Task: Search the records for the line with "Would you mind indicating the crane walkway". Output that line and each line after it, exactly, and stop at the end; omit pictures.

Data extract:
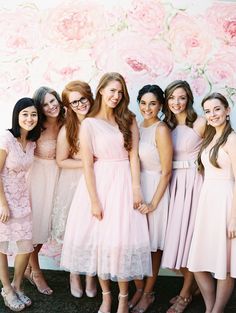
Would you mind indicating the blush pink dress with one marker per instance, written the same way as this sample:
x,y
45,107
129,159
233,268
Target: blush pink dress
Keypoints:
x,y
16,234
211,250
185,188
43,179
150,177
117,247
64,193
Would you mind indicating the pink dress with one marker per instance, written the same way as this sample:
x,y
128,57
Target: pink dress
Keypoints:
x,y
16,234
211,250
185,187
150,177
64,193
43,179
117,247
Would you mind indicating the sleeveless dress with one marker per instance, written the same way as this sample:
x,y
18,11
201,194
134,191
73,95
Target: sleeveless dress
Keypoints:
x,y
64,193
117,247
150,177
16,234
43,179
211,250
185,187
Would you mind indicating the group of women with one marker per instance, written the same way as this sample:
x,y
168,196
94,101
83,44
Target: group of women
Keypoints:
x,y
123,198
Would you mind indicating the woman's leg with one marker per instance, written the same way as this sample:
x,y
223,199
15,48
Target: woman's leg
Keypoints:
x,y
36,274
123,297
224,289
206,284
148,295
106,296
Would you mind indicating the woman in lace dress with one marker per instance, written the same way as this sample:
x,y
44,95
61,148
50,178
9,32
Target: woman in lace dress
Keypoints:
x,y
105,233
77,98
43,179
212,256
16,156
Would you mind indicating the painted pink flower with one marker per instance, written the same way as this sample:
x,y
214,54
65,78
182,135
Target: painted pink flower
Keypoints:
x,y
147,17
19,30
189,40
133,55
222,67
71,23
222,16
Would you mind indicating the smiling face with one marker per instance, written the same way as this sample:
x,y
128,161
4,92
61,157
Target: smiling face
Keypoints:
x,y
28,118
78,103
112,94
215,112
178,101
149,107
51,107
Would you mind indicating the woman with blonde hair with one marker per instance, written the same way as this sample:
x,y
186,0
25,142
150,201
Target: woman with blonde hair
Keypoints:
x,y
105,234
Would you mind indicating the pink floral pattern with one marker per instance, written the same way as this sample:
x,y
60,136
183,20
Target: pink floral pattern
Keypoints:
x,y
147,41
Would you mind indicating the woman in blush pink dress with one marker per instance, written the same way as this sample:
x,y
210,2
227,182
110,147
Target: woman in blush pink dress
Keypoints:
x,y
212,256
105,233
155,151
77,98
16,156
187,132
43,178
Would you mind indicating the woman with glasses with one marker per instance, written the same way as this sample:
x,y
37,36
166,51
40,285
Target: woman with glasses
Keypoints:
x,y
105,233
43,179
77,98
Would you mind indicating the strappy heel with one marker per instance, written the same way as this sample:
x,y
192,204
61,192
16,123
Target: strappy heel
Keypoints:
x,y
140,308
131,303
105,293
180,305
124,298
12,302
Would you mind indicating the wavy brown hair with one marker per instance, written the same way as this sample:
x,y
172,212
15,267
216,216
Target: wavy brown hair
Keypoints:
x,y
170,118
123,116
39,96
72,123
210,133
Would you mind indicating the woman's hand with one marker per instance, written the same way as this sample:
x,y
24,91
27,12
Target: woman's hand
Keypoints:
x,y
137,197
146,208
232,228
97,210
4,213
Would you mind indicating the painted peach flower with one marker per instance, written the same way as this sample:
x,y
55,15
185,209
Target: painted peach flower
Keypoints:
x,y
222,16
221,68
19,28
71,24
189,40
133,55
147,17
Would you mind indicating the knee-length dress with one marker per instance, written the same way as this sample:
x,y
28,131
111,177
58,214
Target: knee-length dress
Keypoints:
x,y
42,180
16,234
117,247
64,193
185,187
150,177
211,249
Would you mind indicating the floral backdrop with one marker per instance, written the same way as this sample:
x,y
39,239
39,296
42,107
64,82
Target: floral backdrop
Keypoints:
x,y
148,41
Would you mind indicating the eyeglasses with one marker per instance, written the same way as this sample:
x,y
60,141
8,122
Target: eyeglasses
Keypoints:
x,y
76,103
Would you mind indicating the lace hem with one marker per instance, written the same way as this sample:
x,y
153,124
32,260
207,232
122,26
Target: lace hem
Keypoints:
x,y
117,264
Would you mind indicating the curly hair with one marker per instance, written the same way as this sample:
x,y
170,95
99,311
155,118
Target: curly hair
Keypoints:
x,y
170,118
72,123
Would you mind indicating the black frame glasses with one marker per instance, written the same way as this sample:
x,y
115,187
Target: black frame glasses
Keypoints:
x,y
76,103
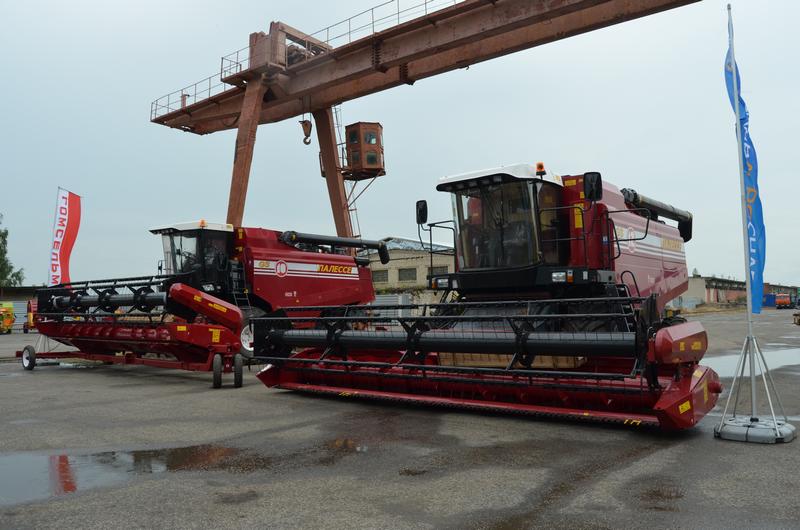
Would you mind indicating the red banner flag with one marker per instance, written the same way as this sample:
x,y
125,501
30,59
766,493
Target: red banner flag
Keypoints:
x,y
65,232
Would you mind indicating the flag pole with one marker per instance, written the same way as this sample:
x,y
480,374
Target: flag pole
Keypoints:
x,y
750,339
751,429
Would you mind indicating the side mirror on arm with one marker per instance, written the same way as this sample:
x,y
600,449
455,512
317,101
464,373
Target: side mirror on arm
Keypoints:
x,y
422,212
592,186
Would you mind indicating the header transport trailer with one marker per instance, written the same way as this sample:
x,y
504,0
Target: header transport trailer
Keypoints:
x,y
555,308
195,315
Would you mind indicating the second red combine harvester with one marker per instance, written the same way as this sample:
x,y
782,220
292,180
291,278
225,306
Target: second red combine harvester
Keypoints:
x,y
556,308
195,315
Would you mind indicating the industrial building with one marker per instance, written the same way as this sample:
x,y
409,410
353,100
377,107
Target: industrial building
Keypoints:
x,y
726,291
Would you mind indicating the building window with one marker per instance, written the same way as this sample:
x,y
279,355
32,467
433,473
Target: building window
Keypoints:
x,y
407,275
437,270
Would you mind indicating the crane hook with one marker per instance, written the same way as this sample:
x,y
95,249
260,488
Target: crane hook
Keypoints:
x,y
306,125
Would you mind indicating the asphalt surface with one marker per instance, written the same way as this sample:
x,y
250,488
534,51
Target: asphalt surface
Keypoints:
x,y
133,447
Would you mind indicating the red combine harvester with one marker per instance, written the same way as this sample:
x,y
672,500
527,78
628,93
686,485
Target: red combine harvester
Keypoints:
x,y
195,316
556,308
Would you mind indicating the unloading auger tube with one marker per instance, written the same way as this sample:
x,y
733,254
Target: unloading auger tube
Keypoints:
x,y
608,359
291,237
662,209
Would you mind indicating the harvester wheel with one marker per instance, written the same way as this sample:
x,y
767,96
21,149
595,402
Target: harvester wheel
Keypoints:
x,y
238,370
216,368
28,357
246,335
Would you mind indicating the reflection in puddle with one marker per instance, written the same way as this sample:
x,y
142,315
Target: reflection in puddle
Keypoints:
x,y
28,477
725,365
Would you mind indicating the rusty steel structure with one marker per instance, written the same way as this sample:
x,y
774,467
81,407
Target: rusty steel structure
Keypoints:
x,y
286,73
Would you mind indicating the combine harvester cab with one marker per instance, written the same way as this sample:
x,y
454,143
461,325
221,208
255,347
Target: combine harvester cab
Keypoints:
x,y
196,315
560,288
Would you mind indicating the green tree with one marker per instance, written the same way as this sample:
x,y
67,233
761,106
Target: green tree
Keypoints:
x,y
8,276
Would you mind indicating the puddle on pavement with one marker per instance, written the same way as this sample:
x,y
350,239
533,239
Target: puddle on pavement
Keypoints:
x,y
338,448
725,365
26,477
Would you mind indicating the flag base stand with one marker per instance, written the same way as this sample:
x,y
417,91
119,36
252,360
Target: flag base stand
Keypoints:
x,y
751,428
755,430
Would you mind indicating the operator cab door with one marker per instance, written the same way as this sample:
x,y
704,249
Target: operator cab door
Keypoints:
x,y
201,255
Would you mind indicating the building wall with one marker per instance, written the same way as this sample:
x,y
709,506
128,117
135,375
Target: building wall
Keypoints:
x,y
407,269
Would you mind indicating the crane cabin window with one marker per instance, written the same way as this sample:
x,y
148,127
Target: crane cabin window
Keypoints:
x,y
496,226
180,254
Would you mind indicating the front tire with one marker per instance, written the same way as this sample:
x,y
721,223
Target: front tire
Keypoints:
x,y
216,369
246,334
28,358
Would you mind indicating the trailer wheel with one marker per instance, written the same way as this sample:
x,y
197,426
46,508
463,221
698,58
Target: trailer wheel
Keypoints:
x,y
238,370
28,357
246,335
216,368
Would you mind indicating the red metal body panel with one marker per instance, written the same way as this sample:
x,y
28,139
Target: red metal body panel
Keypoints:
x,y
211,307
284,276
681,343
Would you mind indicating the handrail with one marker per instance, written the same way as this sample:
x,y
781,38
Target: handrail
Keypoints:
x,y
381,17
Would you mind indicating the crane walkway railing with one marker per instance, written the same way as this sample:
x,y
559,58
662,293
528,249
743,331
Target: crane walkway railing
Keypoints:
x,y
376,19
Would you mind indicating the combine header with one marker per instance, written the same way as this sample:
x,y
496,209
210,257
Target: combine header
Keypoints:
x,y
196,316
557,310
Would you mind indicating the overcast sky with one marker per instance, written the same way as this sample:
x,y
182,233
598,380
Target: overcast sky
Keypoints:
x,y
643,102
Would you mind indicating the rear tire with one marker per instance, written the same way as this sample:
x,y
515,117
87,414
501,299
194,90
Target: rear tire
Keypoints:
x,y
28,357
238,370
216,369
246,334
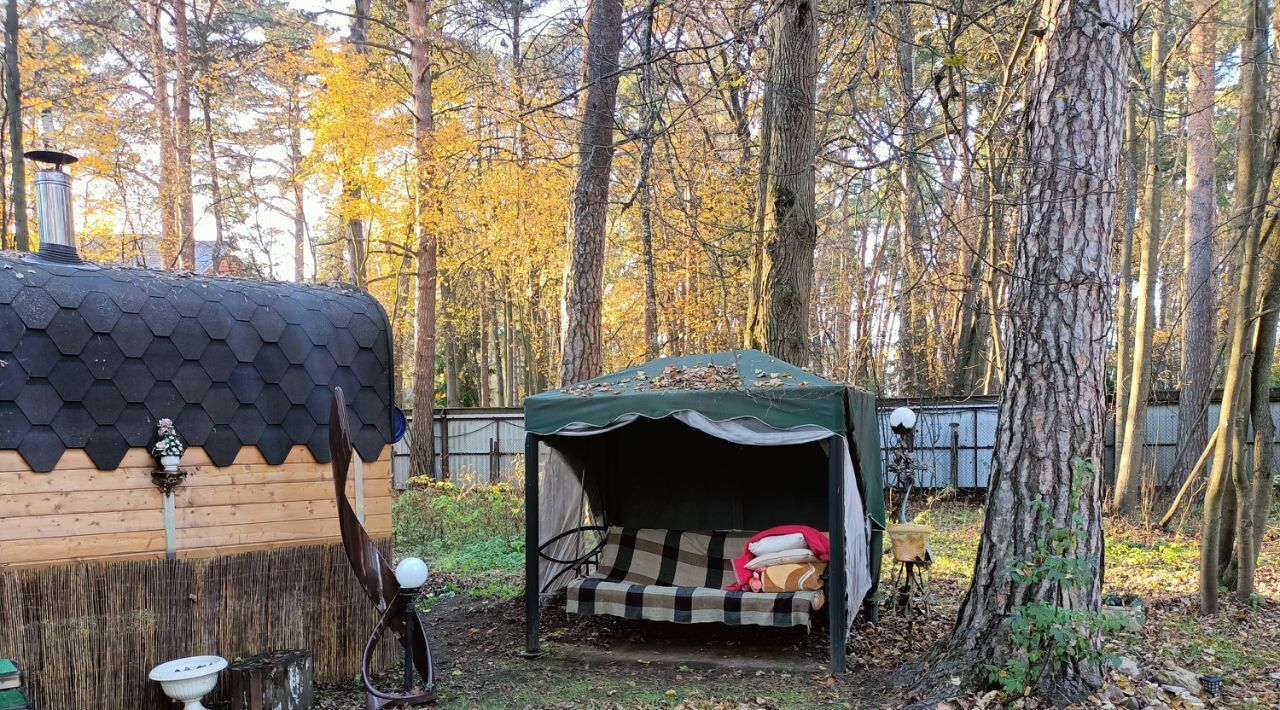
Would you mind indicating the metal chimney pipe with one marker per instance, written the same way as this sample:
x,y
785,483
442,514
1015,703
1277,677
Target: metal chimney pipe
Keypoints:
x,y
54,207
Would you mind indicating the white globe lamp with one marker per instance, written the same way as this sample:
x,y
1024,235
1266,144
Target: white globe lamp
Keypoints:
x,y
411,573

Task output:
Would you mind indicating the crane walkway railing with one marker per instance, written the same way as this sample:
x,y
559,58
662,293
528,249
743,331
Target: crane walkway railing
Keypoints:
x,y
376,19
Would you mind indicating the combine header with one marker per instance, written the same way as this sample:
x,y
496,209
210,257
Target: combine header
Keypoints:
x,y
196,316
557,310
Would you mind indicating the overcast sky with one marker per instance, written the same way as this sample:
x,y
182,233
598,380
Target: overcast sky
Keypoints:
x,y
643,102
Would you mind indicating the rear tire with one marker per instance, written the same way as this sample:
x,y
515,117
87,414
501,299
194,90
Target: rear tire
Keypoints:
x,y
28,357
238,370
216,369
246,334
Would you mind indicating the metal chimney pipe with one marker per instance, written the same way as this sample:
x,y
785,483
442,514
1015,703
1277,677
Target: metal chimney pipe
Keypoints:
x,y
54,207
Would you mind indicating the white globe lamp with one marker per instance, written the same way as this sample:
x,y
1024,235
1266,144
Target: white globe lamp
Keypoints:
x,y
411,573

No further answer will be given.